Testo da leggere:
************
Tagli dichiarati e tagli occulti: l’Università colpita al cuore dalla legge di bilancio e dalla “riforma” che stabilizza solo il precariato. I ricercatori si mobilitano: in 10 anni già 15mila hanno dovuto lasciare l’Italia. Anche gli enti locali fanno i conti: servizi sociali a rischio
Delitto di studio Mobilitazione nazionale alla Sapienza: «I tagli di Bernini colpo letale per gli atenei». Da quando si è insediata, la ministra non ha mai incontrato i ricercatori. E tace sulla protesta
Firenze, corteo degli studenti – Carlo Ferraro /Ansa
«Si tratta di una cassetta degli attrezzi a disposizione delle università». Così la ministra dell’Università e Ricerca, Anna Maria Bernini, aveva presentato a giugno scorso la bozza di riforma del pre ruolo negli atenei. «Ma dalla cassetta degli attrezzi ha tirato fuori solo le forbici», rispondono ricercatori, dottorandi e assegnisti di ricerca che ieri si sono riuniti a Roma nell’assemblea nazionale di Novantapercento, coordimento che racchiude gruppi come Adi (Associazione dottorandi e dottori di ricerca), Link, Arted, Primavera degli studenti, Flc Cgil e Uds. Altre assemblee si sono tenute nelle scorse settimane a Padova, Torino, Milano e alla Normale di Pisa contro la «precarizzazione istituzionalizzata» del comparto università e ricerca.
************
Consegna 1: Raccogli tutte le righe dei record in cui compare la parola "stool", distinguendo tra maiuscole e minuscole.

(Voci di dati estratte)
************
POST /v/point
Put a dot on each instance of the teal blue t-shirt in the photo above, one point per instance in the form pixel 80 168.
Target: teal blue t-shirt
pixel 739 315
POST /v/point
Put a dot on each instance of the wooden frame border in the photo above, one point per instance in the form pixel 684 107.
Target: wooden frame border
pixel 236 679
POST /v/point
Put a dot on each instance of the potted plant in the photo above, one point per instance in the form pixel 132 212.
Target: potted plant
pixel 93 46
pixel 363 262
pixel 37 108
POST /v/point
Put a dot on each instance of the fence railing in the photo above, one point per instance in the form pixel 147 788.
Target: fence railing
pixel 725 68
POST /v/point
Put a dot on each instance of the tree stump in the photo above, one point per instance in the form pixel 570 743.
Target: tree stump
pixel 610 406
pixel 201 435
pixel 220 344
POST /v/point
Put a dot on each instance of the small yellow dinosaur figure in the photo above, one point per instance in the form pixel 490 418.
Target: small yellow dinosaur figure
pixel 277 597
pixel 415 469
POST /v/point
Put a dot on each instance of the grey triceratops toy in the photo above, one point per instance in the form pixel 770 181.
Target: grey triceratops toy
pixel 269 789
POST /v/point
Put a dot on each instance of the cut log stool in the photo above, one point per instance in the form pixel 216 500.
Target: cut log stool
************
Consegna 2: Secondo l'articolo sui tagli all'università, in quali sedi si sono svolte altre assemblee nelle scorse settimane?

Risposta finale 1:
Put a dot on each instance of the cut log stool in the photo above, one point per instance in the form pixel 216 500.
Target: cut log stool

Risposta finale 2: A Padova, Torino, Milano e alla Normale di Pisa.